#### PROBLEM TO WORK ON:
Edit the part of the records that opens with the line containing "the beige cardigan" and runs through the end of the records, replacing "pixel coordinates" with "image coordinates" and leaving everything else as it is. Give only those lines.

#### RECORDS FOR THE TASK:
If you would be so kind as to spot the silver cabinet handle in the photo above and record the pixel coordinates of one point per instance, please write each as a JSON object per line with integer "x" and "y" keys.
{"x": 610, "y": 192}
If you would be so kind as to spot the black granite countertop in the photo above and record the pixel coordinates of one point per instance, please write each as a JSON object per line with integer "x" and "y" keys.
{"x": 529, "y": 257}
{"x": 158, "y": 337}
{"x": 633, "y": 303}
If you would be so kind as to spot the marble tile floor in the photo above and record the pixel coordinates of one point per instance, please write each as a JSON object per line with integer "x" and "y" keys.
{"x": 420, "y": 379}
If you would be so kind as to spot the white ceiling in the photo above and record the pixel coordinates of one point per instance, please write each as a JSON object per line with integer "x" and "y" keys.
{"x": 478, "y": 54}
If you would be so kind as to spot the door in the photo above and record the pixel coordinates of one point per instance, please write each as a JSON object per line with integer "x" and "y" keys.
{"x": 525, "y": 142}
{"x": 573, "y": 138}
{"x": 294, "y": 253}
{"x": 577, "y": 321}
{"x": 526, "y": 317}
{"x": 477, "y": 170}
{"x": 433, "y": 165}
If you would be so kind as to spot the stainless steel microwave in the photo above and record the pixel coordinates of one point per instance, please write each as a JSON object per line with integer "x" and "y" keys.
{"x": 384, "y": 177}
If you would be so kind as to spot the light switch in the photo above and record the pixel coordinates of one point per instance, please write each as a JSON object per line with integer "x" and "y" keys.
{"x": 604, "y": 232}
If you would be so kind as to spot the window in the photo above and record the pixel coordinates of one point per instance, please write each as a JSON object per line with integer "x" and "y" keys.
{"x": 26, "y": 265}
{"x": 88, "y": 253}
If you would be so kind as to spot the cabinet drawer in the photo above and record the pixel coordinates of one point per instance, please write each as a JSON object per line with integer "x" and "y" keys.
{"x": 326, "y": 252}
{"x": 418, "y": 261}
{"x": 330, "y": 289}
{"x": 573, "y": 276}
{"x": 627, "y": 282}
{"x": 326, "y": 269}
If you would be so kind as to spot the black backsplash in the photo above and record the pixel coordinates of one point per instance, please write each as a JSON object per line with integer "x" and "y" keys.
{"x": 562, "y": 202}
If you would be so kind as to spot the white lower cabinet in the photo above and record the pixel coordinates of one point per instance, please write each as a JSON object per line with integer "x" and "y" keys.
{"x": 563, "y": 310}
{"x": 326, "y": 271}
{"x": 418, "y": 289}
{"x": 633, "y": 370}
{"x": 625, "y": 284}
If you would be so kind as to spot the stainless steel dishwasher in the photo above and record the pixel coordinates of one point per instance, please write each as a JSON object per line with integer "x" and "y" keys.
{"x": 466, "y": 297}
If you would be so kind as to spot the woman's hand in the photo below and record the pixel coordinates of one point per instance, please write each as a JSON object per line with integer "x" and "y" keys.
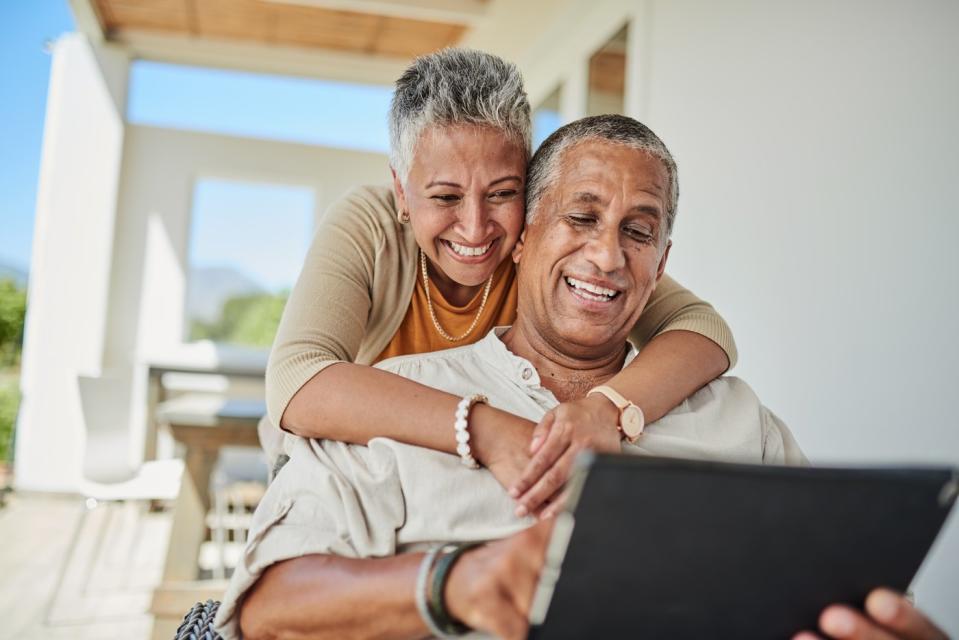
{"x": 586, "y": 423}
{"x": 887, "y": 616}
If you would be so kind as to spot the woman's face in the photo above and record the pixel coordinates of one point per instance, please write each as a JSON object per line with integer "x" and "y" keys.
{"x": 465, "y": 198}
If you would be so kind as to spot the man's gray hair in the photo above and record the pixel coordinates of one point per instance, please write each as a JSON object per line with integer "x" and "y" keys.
{"x": 456, "y": 86}
{"x": 544, "y": 167}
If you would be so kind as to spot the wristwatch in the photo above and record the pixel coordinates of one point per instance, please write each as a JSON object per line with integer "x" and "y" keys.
{"x": 631, "y": 418}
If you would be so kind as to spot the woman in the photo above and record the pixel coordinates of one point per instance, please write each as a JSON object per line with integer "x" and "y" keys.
{"x": 426, "y": 266}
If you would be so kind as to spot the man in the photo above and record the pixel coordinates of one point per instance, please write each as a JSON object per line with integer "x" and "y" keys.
{"x": 334, "y": 550}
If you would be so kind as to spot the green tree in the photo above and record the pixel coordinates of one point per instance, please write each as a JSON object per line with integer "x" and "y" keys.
{"x": 13, "y": 308}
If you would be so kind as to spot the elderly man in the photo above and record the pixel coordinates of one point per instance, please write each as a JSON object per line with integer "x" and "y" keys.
{"x": 336, "y": 548}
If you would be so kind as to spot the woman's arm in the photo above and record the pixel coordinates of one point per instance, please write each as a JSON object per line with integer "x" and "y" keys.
{"x": 356, "y": 403}
{"x": 684, "y": 344}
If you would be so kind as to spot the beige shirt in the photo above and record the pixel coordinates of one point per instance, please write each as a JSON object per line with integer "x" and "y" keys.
{"x": 357, "y": 282}
{"x": 388, "y": 497}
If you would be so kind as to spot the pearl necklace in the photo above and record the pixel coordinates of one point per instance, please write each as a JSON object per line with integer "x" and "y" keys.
{"x": 429, "y": 304}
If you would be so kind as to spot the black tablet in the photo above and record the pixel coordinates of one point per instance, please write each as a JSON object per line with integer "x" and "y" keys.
{"x": 658, "y": 548}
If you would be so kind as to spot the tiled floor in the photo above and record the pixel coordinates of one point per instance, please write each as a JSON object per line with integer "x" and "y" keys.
{"x": 106, "y": 588}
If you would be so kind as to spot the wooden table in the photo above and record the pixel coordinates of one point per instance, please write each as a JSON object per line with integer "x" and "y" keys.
{"x": 204, "y": 424}
{"x": 251, "y": 366}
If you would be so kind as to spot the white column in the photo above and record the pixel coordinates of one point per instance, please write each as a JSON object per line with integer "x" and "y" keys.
{"x": 637, "y": 63}
{"x": 72, "y": 253}
{"x": 574, "y": 93}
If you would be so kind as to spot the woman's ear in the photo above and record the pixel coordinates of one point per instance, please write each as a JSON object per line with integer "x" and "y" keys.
{"x": 518, "y": 248}
{"x": 401, "y": 206}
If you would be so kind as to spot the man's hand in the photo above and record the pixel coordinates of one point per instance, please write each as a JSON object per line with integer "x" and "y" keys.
{"x": 586, "y": 423}
{"x": 491, "y": 587}
{"x": 888, "y": 616}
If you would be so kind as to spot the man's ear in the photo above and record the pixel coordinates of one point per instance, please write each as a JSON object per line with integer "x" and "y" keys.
{"x": 398, "y": 190}
{"x": 518, "y": 248}
{"x": 662, "y": 261}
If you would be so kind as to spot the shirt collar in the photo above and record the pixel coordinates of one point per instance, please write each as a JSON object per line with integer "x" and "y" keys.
{"x": 493, "y": 350}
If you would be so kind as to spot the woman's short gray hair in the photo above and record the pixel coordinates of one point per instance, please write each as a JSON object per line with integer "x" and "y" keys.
{"x": 456, "y": 86}
{"x": 544, "y": 167}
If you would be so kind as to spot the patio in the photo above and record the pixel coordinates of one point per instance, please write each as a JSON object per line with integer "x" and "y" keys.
{"x": 105, "y": 593}
{"x": 721, "y": 84}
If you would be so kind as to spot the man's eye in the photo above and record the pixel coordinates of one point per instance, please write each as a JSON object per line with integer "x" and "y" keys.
{"x": 580, "y": 219}
{"x": 639, "y": 234}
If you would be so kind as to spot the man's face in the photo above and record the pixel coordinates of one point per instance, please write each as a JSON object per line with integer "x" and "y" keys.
{"x": 593, "y": 254}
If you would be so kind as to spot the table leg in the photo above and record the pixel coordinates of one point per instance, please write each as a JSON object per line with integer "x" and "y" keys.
{"x": 189, "y": 516}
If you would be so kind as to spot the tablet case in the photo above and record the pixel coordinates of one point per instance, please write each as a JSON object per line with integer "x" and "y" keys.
{"x": 658, "y": 548}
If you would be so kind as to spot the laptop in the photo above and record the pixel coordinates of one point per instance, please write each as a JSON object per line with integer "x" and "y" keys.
{"x": 657, "y": 548}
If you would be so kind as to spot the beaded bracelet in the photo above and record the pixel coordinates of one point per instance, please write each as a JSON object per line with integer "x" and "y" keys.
{"x": 461, "y": 429}
{"x": 422, "y": 605}
{"x": 437, "y": 603}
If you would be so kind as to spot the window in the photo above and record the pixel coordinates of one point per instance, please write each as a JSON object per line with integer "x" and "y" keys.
{"x": 607, "y": 76}
{"x": 546, "y": 118}
{"x": 247, "y": 245}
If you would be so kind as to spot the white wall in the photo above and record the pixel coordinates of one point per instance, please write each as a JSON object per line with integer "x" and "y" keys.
{"x": 70, "y": 266}
{"x": 108, "y": 278}
{"x": 817, "y": 146}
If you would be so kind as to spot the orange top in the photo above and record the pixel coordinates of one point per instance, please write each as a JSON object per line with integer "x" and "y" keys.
{"x": 417, "y": 333}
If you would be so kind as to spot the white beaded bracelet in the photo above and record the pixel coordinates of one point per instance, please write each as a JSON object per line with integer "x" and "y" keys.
{"x": 461, "y": 429}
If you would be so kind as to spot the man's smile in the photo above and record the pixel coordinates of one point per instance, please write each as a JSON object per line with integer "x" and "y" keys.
{"x": 592, "y": 290}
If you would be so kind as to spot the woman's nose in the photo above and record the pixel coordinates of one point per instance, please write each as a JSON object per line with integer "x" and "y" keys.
{"x": 474, "y": 220}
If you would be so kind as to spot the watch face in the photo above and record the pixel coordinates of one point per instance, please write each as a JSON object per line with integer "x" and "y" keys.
{"x": 632, "y": 422}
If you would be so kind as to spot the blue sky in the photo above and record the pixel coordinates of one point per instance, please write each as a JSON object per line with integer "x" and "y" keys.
{"x": 24, "y": 71}
{"x": 227, "y": 216}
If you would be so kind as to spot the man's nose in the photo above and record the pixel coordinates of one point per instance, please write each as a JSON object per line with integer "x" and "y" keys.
{"x": 474, "y": 220}
{"x": 605, "y": 251}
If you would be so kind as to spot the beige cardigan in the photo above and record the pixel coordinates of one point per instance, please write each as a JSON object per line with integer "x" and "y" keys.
{"x": 357, "y": 283}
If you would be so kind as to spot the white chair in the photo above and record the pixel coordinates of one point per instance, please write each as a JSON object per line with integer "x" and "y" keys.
{"x": 111, "y": 473}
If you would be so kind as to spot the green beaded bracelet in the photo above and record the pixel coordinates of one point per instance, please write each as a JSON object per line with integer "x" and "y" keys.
{"x": 437, "y": 604}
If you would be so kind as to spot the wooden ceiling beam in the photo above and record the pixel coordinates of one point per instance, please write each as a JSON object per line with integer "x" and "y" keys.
{"x": 284, "y": 60}
{"x": 467, "y": 12}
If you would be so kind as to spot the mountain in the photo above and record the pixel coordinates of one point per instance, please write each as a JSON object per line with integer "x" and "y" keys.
{"x": 209, "y": 287}
{"x": 10, "y": 272}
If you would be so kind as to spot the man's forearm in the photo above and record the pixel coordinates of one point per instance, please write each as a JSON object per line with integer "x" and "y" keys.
{"x": 321, "y": 596}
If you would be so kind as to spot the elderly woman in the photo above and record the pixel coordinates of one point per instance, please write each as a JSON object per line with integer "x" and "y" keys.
{"x": 425, "y": 266}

#### TASK RESULT:
If you would be so kind as to spot the beige cardigan in the photo above and record the image coordinates of one point per instance, please write each as a JSON object per line with integer "x" and "y" keys.
{"x": 357, "y": 283}
If you would be so kind as to spot the white chair in the photo above and record the image coordinates of one point per instance, please write each as a JSON object per line with integer "x" and "y" keys.
{"x": 111, "y": 473}
If you would be so kind as to spot the green beaded bracelet in the photo above and record the image coordinates of one point per instance, please write each as a JSON object per line with integer "x" and "y" keys.
{"x": 437, "y": 604}
If you would be so kind as to spot the wooden ceiling beam in the photo above and record the image coordinates of one point per instance, please write each as a JSON object per line with integer "x" and "y" keys.
{"x": 284, "y": 60}
{"x": 467, "y": 12}
If you would be so kind as to spot the mountain in the photo above and record the image coordinates of one point per instance, please write each as a JSON object per line with integer "x" and "y" keys.
{"x": 209, "y": 287}
{"x": 10, "y": 272}
If you would be so kind as to spot the man's forearm in the photo above and record the image coordinates of one point per instance, please write each as a JSON object per line with integer "x" and "y" keys.
{"x": 321, "y": 596}
If you would be so kind as to spot the elderly woman in the photo above and record the image coordinates of one point per instance, please write each as a JSON object per line with integer "x" and "y" keys.
{"x": 425, "y": 266}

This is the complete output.